> **Исходный текст**
И дальше Карамзин рассказывает историю любви доверчивой крестьянской девушки. И эта история становится в России самой известной. Она трогала своей человечностью сердца многих поколений. Описанный же в повести пруд, где с отчаянья утопилась девушка, получил прозвание «Лизин». Еще в середине шестидесятых годов прошлого века на его месте можно было увидеть низинку с остатком большого пня от липы или дуба, уже на одном уровне с землей. После дождей вода стекала в эту низину и образовывалась широкая лужа. Ну, а сейчас это место, что прямо через площадь против выхода со станции метро «Автозаводская», попирает какой-то склад-сарай при магазинчике, и совсем уже некому помнить, где на самом деле находился тот пруд.
В начале девятнадцатого века с воцарением Александра Первого монастырская жизнь восстанавливается. А по изгнании Наполеона, Симонов вместе со всей Москвой обновляется, строится. У главных ворот, что были со стороны Крутиц, возносится красавица-колокольня по типу Троице-Сергиевой (тогда по всей стране ставили подобные – проект в честь победы над «нашествием двунадесяти языков»). И сам монастырь в плане своем точно повторяет Лавру.
Также, широко разворачивается подсобное хозяйство: сады, огороды, пруды, мастерские, мельница. Иноки сами кормят себя, дают работу слободским, помогают с помолом.
На башне «Дуло» оборудуется знаменитая смотровая площадка – широчайший вид на всю первопрестольную. Вот как описывал юнкер Лермонтов тогдашний вид на обитель в своем фрагменте «Панорама Москвы»: «Далее к востоку на трех холмах, между коих извивается река, пестреют широкие массы домов всех возможных величин и цветов; утомленный взор с трудом может достигнуть дальнего горизонта, на котором рисуются группы нескольких монастырей, между коими Симонов примечателен особенно своею, почти между небом и землею висящею платформой, откуда наши предки наблюдали за движениями приближающихся татар»...

[Данные сегментации областей]

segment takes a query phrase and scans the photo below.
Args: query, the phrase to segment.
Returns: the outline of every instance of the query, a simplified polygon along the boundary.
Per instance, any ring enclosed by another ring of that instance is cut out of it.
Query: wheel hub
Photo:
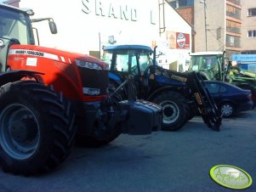
[[[15,121],[10,127],[11,137],[19,143],[32,140],[37,135],[37,124],[32,119]]]

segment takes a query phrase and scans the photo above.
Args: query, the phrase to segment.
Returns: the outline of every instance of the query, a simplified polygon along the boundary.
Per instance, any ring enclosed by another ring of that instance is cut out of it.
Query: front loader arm
[[[208,127],[219,131],[222,121],[221,114],[215,101],[205,87],[200,72],[180,73],[171,71],[169,76],[174,80],[183,82],[187,85],[195,98],[197,109],[204,123],[206,123]]]

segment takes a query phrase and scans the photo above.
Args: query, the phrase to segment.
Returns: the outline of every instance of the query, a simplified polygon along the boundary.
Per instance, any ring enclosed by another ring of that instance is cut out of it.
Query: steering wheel
[[[137,65],[134,65],[131,68],[131,74],[132,75],[137,75],[138,74],[138,67]]]

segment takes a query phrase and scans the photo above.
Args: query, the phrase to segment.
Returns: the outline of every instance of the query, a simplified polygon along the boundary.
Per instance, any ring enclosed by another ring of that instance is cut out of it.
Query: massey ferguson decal
[[[43,53],[38,51],[30,51],[30,50],[15,50],[15,54],[29,54],[43,57]]]
[[[58,55],[51,54],[48,53],[34,51],[34,50],[25,50],[25,49],[10,49],[9,54],[26,54],[30,56],[36,56],[36,57],[43,57],[51,59],[59,60]]]

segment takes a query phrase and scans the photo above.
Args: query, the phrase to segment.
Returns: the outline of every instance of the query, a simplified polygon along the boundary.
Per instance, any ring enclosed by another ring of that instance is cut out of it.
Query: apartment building
[[[193,26],[193,52],[225,51],[230,58],[242,51],[242,1],[249,2],[168,0],[168,3]]]
[[[256,1],[242,0],[241,54],[256,54]]]

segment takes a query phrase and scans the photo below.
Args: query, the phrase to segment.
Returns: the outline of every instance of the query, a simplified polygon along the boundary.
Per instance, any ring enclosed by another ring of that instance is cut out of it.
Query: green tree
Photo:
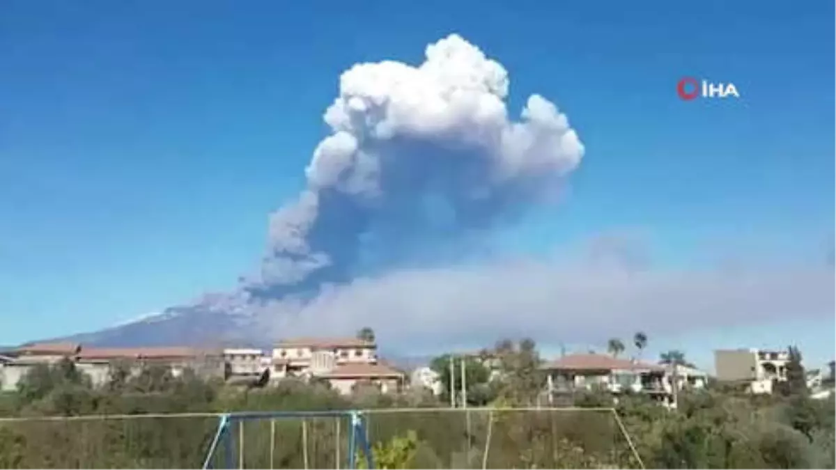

> **Задания**
**a)** Перечислите все составляющие подсобного хозяйства монастыря, которые названы в тексте о Симоновом монастыре.
**b)** Продолжите текст о Симоновом монастыре после его последнего предложения.

> **Ответы по порядку**
**a)** Сады, огороды, пруды, мастерские, мельница.

**b)**
В течение всего девятнадцатого века и дальше до революции в монастыре текла размеренная тихая жизнь. Москвичи любили Симонов – здесь долго хранился природный лад, хотя сама окраина превращалась в фабричную (еще до семидесятых годов прошлого столетия эта округа выделялась каким-то буйством зелени, а вдоль монастырской стены тянулась пыльная, даже не асфальтированная улочка Липки с колонками водопровода у бревенчатых домов).
В стенах обители вырастает новый некрополь, один из самых чтимых в первопрестольной. Одна из характерных черт исторического быта Москвы – тщательный, строгий выбор семьями и родами будущих мест упокоения. О многом говорили москвичам эти монастырские усыпальницы…
Здесь, в Симонове, был похоронен так много обещавший своим даром юноша-поэт Дмитрий Веневитинов. Его идеальная безнадежная любовь к княгине Зинаиде Волконской стала одной из ярчайших историй времени. А в культуру он вошел как душа кружка «любомудров», открывших следующий за «декабризмом» период в развитии общественно-философской и литературной мысли. Это поколение образованных молодых москвичей, служивших в архиве министерства иностранных дел, стало первым сообществом, связанным единым направлением мысли и ценностным подходом к бытию как гармоническому целому, универсальной личности мира. Они положили начало тому явлению, которое через полвека впервые назовут интеллигенцией. А следующим шагом в этом развитии станет рождение «западничества и славянофильства».
Спустя десятилетия рядом с могилой Веневитинова опустят в землю гроб с телом Константина Сергеевича Аксакова. Блистательный критик, «знамя славянофилов», он поражал современников своей исключительной наивно-детской честностью. Беседы в обществе были для него мучительны. Он не мог смолчать, когда сталкивался даже с мелким бытовым лукавством. Он краснел от стыда за человека и прямо называл вещи своими именами. Дошло до того, что Аксаков просто перестал выходить в общество…
И именно в Симонове монастыре на его похоронах в первый раз собрались и пожали друг другу руки непримиримые идейные противники – «славянофилы и западники».
Впоследствии, во времена разгрома Симонова, прах только этих двух людей будет вывезен и перезахоронен.
Тысяча девятьсот тридцатый год ударил по монастырю изо всей своей силы. Но и этой страшной разрушительной силе не удалось сразу смести Симонов. На защиту поднялись искусствоведы, историки. Ими был разработан проект открытия в зданиях обители культурно-выставочного центра музейного типа.
За этот свой почин многие расплатились свободой и жизнью – в ответ власти провели агитационную акцию. Ее возглавил Михаил Кольцов, эта до сих пор еще культовая фигура в журналистике - бойкое, отвязанное от любых запросов духа, перо.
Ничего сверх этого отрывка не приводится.